---------- Reading text ----------

It’s more the massive call flow rather than the number of extensions. But we have ~ 1900 extensions 1160 of which are being used. While the call flow is being processed I don’t hear any sound issues until it finishes and asterisk switches over to the new dial plan but thats just momentary, really we expect that and its not that bad. Then for a few minutes after load spikes and call quality goes to shit AFTER the reload is done.

Had a slightly smaller number before moving from Freepbx 13 -> 14 and asterisk was handling the load like a champ and using lower spec hardware.

So you mean your call quality goes to shit for a few minutes after each reload?

Once a minute our cron jobs run and it does cause some spike. We have looked into that and it by itself doesn’t seem to cause any issues so we haven’t been really worried about that. They cause a 30-50% spike in the CPU but we will jump from 50% usage to 200% usage inbetween the cron jobs running.

We only seem to start having any call quality issues once the CPU approaches 250% or above thanks to our reniceing of it, if you haven’t reniced asterisk I would highly suggest it.

Yes. After the Fwconsole reload is finished that is when it goes to shit, it lasts a couple minutes. Any issues while the reload is running have been minor since we reniced asterisk. The moment the reload is finished I hear a small noise but I find that to be expected when switching to a new dialplan.

Edit: I just noticed I hijacked someone else’s thread instead of posting in my own. If a mod wants to here is where this discussion should have been at: Freepbx & Asterisk using far more resources on the Freepbx 14 distro

The point is, WHAT is being run and is it critical ( I doubt that it is probably just for the FreePBX gui) if not critical relegate that cron job to run out of hours only or just on Sunday morning,

Here is what is being ran every minute:

Mar 30 16:55:01 voicelync3 crond[1207]: (asterisk) RELOAD (/var/spool/cron/asterisk)
Mar 30 16:55:01 voicelync3 CROND[23538]: (asterisk) CMD ([ -x /var/lib/asterisk/bin/schedtc.php ] && /var/lib/asterisk/bin/schedtc.php)
Mar 30 16:55:01 voicelync3 CROND[23539]: (asterisk) CMD (/var/lib/asterisk/bin/pagepro-scheduler.php 2>&1 >/dev/null)
Mar 30 16:55:01 voicelync3 CROND[23540]: (asterisk) CMD ([ -x /var/www/html/admin/modules/dashboard/scheduler.php ] && /var/www/html/admin/modules/dashboard/scheduler.php > /dev/null 2>&1)

---------- Material for the task ----------

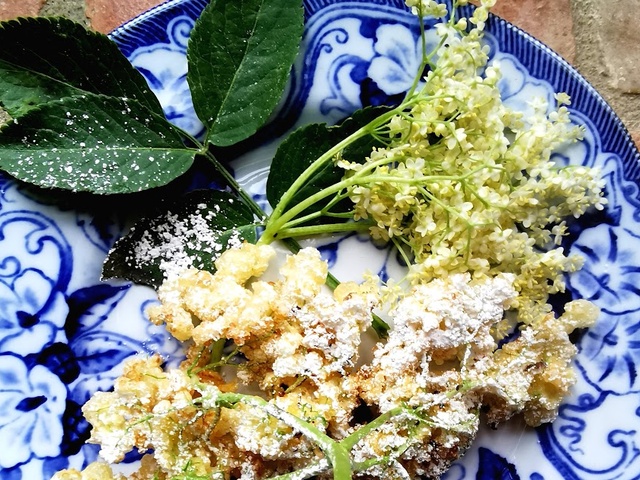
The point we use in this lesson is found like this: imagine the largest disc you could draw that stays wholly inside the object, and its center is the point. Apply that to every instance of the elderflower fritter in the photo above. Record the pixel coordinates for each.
(421, 391)
(483, 215)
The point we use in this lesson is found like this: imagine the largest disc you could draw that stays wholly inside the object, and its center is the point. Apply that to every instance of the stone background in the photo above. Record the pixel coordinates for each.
(598, 37)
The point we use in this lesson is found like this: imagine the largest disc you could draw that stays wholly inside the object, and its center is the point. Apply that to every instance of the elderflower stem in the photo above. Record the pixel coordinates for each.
(273, 224)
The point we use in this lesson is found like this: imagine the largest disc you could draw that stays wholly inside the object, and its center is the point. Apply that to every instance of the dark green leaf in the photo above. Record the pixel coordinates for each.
(305, 145)
(240, 55)
(45, 59)
(94, 143)
(192, 232)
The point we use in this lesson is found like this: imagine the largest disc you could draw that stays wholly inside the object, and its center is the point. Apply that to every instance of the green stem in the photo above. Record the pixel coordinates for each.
(321, 161)
(323, 229)
(337, 455)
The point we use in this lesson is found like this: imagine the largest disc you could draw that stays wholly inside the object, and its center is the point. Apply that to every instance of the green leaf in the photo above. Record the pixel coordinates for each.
(191, 232)
(94, 143)
(240, 55)
(305, 145)
(45, 59)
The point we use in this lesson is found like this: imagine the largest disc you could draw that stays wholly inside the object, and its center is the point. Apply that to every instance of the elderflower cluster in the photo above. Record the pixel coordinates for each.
(405, 410)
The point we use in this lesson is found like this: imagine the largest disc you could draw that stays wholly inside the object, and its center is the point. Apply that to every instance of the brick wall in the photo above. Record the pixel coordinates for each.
(598, 37)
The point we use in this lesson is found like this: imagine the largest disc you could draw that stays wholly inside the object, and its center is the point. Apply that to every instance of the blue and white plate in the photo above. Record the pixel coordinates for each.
(64, 334)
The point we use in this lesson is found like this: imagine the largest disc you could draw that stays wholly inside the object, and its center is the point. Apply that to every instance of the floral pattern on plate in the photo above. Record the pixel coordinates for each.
(64, 335)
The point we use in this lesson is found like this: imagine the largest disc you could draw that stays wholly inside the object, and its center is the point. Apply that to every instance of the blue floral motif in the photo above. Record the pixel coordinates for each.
(63, 336)
(33, 276)
(494, 467)
(398, 58)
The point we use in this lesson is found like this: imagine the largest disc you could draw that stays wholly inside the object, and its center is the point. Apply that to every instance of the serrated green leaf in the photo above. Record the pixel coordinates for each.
(94, 143)
(192, 232)
(45, 59)
(240, 55)
(305, 145)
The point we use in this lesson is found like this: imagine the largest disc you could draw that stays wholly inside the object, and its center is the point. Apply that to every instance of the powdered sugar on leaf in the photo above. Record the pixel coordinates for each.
(192, 232)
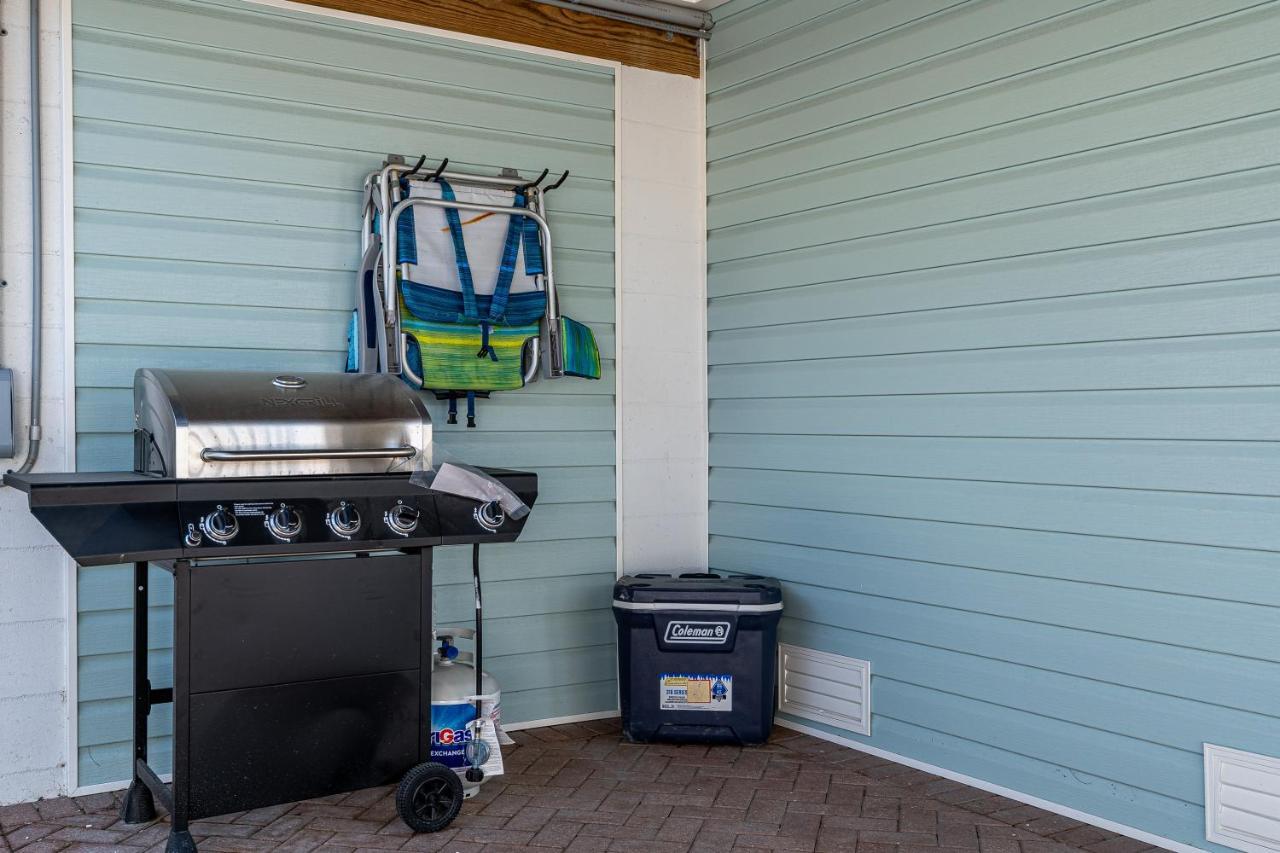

----------

Work to complete
1. Rewrite the rows starting with the line containing "of the floral" and going on through the end of the rows, replacing "lesson" with "exercise" and leaving everything else unchanged. Omit the pictures.
2. Extend the forum thread on Asterisk CPU load and cron jobs past its final line.
The rows are material separate from the forum thread on Asterisk CPU load.

Results
1.
The point we use in this exercise is found like this: imagine the largest disc you could draw that stays wholly inside the object, and its center is the point. Apply that to every instance of the floral pattern on plate in the photo above. Record the pixel coordinates for each.
(64, 335)
The point we use in this exercise is found like this: imagine the largest disc you could draw that stays wholly inside the object, and its center is the point. Apply that to every instance of the blue floral motif in the photo above. Record the pixel coordinates for each.
(63, 336)
(33, 276)
(494, 467)
(398, 58)
The point we use in this exercise is found like this: imagine the largest disc you could draw that stays wholly inside the object, and its center is the point. Apply that to every instance of the serrated green leaf in the photo above. Record the pixel coordinates for each.
(94, 143)
(192, 232)
(45, 59)
(240, 55)
(305, 145)
The point we use in this exercise is found like this: imagine the largest disc you could draw that stays wholly inside the object, and its center is the point. Apply that to every instance of the powdered sugar on leaf in the photo above. Record the pixel coordinates for each.
(192, 232)

2.
Mar 30 16:55:01 voicelync3 CROND[23541]: (asterisk) CMD (/usr/sbin/fwconsole calendar --sync 2>&1 > /dev/null)
Mar 30 16:55:01 voicelync3 crontab[23572]: (asterisk) LIST (asterisk)
Mar 30 16:55:01 voicelync3 crontab[23574]: (asterisk) LIST (asterisk)
Mar 30 16:55:01 voicelync3 crontab[23577]: (asterisk) LIST (asterisk)
Mar 30 16:55:03 voicelync3 crontab[23602]: (asterisk) LIST (asterisk)
Mar 30 16:55:03 voicelync3 crontab[23604]: (asterisk) LIST (asterisk)
Mar 30 16:55:03 voicelync3 crontab[23605]: (asterisk) REPLACE (asterisk)
Mar 30 16:55:03 voicelync3 crontab[23607]: (asterisk) LIST (asterisk)
Mar 30 16:55:03 voicelync3 crontab[23609]: (asterisk) LIST (asterisk)
Mar 30 16:55:03 voicelync3 crontab[23610]: (asterisk) REPLACE (asterisk)
Mar 30 16:55:03 voicelync3 crontab[23612]: (asterisk) LIST (asterisk)

We disabled Time Conditions, Pagepro, Dashboard,and Calendar and call quality was still horrible right after a reload.

crontab -e -u asterisk

comment out the stupid ones. (time conditions not so stupid)

I have no idea where these are coming from:

Mar 30 16:55:01 voicelync3 crontab[23572]: (asterisk) LIST (asterisk)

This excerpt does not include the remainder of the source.